### WHAT IS NEEDED:
All records below must be reproduced exactly, although any pictures they contain are to be omitted.

**********

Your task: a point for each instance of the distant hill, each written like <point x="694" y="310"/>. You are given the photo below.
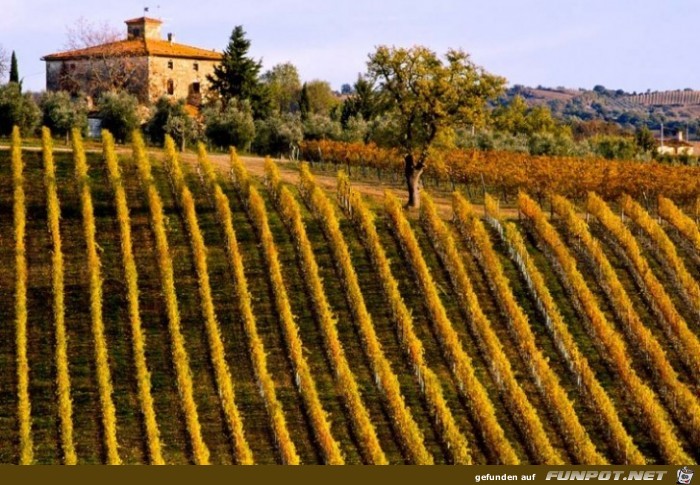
<point x="678" y="109"/>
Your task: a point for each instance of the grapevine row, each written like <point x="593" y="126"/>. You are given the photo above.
<point x="520" y="407"/>
<point x="657" y="234"/>
<point x="623" y="447"/>
<point x="165" y="267"/>
<point x="652" y="412"/>
<point x="386" y="380"/>
<point x="222" y="374"/>
<point x="430" y="384"/>
<point x="686" y="225"/>
<point x="24" y="408"/>
<point x="304" y="380"/>
<point x="676" y="327"/>
<point x="138" y="343"/>
<point x="53" y="210"/>
<point x="345" y="380"/>
<point x="547" y="381"/>
<point x="457" y="357"/>
<point x="509" y="172"/>
<point x="680" y="399"/>
<point x="257" y="350"/>
<point x="104" y="377"/>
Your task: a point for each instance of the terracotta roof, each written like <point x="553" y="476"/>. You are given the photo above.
<point x="137" y="48"/>
<point x="139" y="20"/>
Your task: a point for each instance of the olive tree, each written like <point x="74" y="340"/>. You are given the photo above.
<point x="429" y="96"/>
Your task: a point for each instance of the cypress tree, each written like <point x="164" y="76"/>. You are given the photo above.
<point x="304" y="102"/>
<point x="14" y="71"/>
<point x="238" y="75"/>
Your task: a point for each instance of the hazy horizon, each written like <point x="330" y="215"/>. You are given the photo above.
<point x="621" y="44"/>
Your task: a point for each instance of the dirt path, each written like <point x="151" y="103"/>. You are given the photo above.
<point x="371" y="189"/>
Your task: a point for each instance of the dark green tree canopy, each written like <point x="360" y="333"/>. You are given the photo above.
<point x="428" y="97"/>
<point x="61" y="112"/>
<point x="284" y="87"/>
<point x="361" y="102"/>
<point x="238" y="75"/>
<point x="17" y="109"/>
<point x="118" y="112"/>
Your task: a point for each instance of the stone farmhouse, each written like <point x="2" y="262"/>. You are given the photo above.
<point x="144" y="64"/>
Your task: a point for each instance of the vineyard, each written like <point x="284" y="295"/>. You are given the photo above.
<point x="156" y="309"/>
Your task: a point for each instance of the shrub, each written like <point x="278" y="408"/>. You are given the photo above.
<point x="61" y="113"/>
<point x="232" y="125"/>
<point x="118" y="114"/>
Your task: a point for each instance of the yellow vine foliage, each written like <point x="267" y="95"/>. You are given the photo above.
<point x="24" y="408"/>
<point x="652" y="412"/>
<point x="459" y="361"/>
<point x="675" y="326"/>
<point x="138" y="343"/>
<point x="345" y="380"/>
<point x="642" y="218"/>
<point x="518" y="404"/>
<point x="165" y="267"/>
<point x="430" y="384"/>
<point x="681" y="221"/>
<point x="682" y="403"/>
<point x="257" y="350"/>
<point x="104" y="377"/>
<point x="224" y="382"/>
<point x="53" y="210"/>
<point x="303" y="378"/>
<point x="404" y="424"/>
<point x="553" y="393"/>
<point x="623" y="447"/>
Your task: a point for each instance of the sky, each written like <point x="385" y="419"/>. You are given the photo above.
<point x="620" y="44"/>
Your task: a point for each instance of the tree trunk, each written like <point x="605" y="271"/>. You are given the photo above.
<point x="412" y="181"/>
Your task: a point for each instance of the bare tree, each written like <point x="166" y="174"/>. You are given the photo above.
<point x="106" y="62"/>
<point x="85" y="33"/>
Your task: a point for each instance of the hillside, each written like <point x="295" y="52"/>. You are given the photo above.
<point x="431" y="340"/>
<point x="678" y="109"/>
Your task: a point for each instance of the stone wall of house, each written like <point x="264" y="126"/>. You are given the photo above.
<point x="92" y="76"/>
<point x="188" y="82"/>
<point x="186" y="77"/>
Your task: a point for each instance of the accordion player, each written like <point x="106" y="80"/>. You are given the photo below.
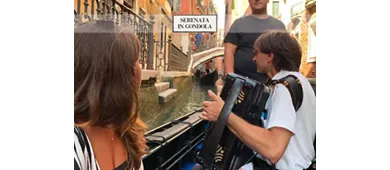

**********

### THE ANSWER:
Your task: a point for each instance of the distant hill, each written like <point x="694" y="310"/>. You are given the photo below.
<point x="678" y="109"/>
Your task: a point for each instance of the grapevine row, each written like <point x="593" y="126"/>. You are given the photo above.
<point x="520" y="407"/>
<point x="657" y="234"/>
<point x="623" y="447"/>
<point x="165" y="267"/>
<point x="652" y="412"/>
<point x="386" y="380"/>
<point x="222" y="374"/>
<point x="430" y="384"/>
<point x="686" y="225"/>
<point x="24" y="408"/>
<point x="304" y="380"/>
<point x="676" y="327"/>
<point x="138" y="343"/>
<point x="53" y="210"/>
<point x="345" y="380"/>
<point x="547" y="381"/>
<point x="457" y="357"/>
<point x="509" y="172"/>
<point x="680" y="399"/>
<point x="257" y="350"/>
<point x="104" y="377"/>
Your task: a point for each instance of the terracotta roof, each written like <point x="553" y="476"/>. You are given the photo above.
<point x="137" y="48"/>
<point x="139" y="20"/>
Your task: a point for each instance of the olive tree, each written like <point x="74" y="340"/>. You are given the photo above.
<point x="429" y="96"/>
Your task: a point for each instance of the cypress tree, each written like <point x="164" y="76"/>. You are given the photo above.
<point x="304" y="102"/>
<point x="14" y="71"/>
<point x="238" y="75"/>
Your task: a point for each instance of the hazy horizon, each written like <point x="330" y="215"/>. You are given the photo above.
<point x="621" y="44"/>
Your task: a point for each instance of the dirt path, each written like <point x="151" y="103"/>. You are given the photo above.
<point x="371" y="189"/>
Your task: a point for each instance of the dark green tree canopy, each written like <point x="360" y="333"/>. You are given the photo above.
<point x="428" y="97"/>
<point x="61" y="112"/>
<point x="284" y="87"/>
<point x="361" y="102"/>
<point x="238" y="75"/>
<point x="17" y="109"/>
<point x="118" y="112"/>
Your task: a point for each instance of the stone farmhouse, each written like <point x="2" y="262"/>. You are given the photo above.
<point x="144" y="64"/>
Your task: a point for each instance of the vineyard, each written like <point x="284" y="295"/>. You are given the photo above.
<point x="156" y="309"/>
Your task: a point for each instance of the shrub, each written like <point x="278" y="408"/>. You are given the photo above.
<point x="61" y="113"/>
<point x="232" y="125"/>
<point x="118" y="114"/>
Your task: a point for each instance of the yellow vine foliage, each written like <point x="267" y="95"/>. You are given the photo above.
<point x="24" y="408"/>
<point x="652" y="412"/>
<point x="459" y="361"/>
<point x="675" y="326"/>
<point x="138" y="343"/>
<point x="345" y="380"/>
<point x="642" y="218"/>
<point x="518" y="404"/>
<point x="165" y="267"/>
<point x="430" y="384"/>
<point x="681" y="221"/>
<point x="682" y="403"/>
<point x="257" y="350"/>
<point x="104" y="377"/>
<point x="224" y="382"/>
<point x="53" y="210"/>
<point x="303" y="378"/>
<point x="404" y="424"/>
<point x="553" y="393"/>
<point x="623" y="447"/>
Your task: a point for each instance of the sky, each written like <point x="385" y="419"/>. You are given the photo above.
<point x="620" y="44"/>
Your task: a point for each instance of the tree trunk, each written like <point x="605" y="271"/>. You are given the photo above.
<point x="412" y="181"/>
Your task: a point for each instance of the bare tree, each written like <point x="166" y="174"/>. You are given the photo above.
<point x="106" y="62"/>
<point x="85" y="33"/>
Your task: a point for each instance of the hillside, each written like <point x="295" y="52"/>. You are given the photo above.
<point x="431" y="340"/>
<point x="678" y="109"/>
Your task: a point for each instance of the stone wall of house, each written like <point x="264" y="126"/>. You are given the photo above.
<point x="92" y="76"/>
<point x="188" y="82"/>
<point x="186" y="77"/>
Your task: a point for each instance of the accordion player, each written like <point x="106" y="80"/>. You are given the photo below.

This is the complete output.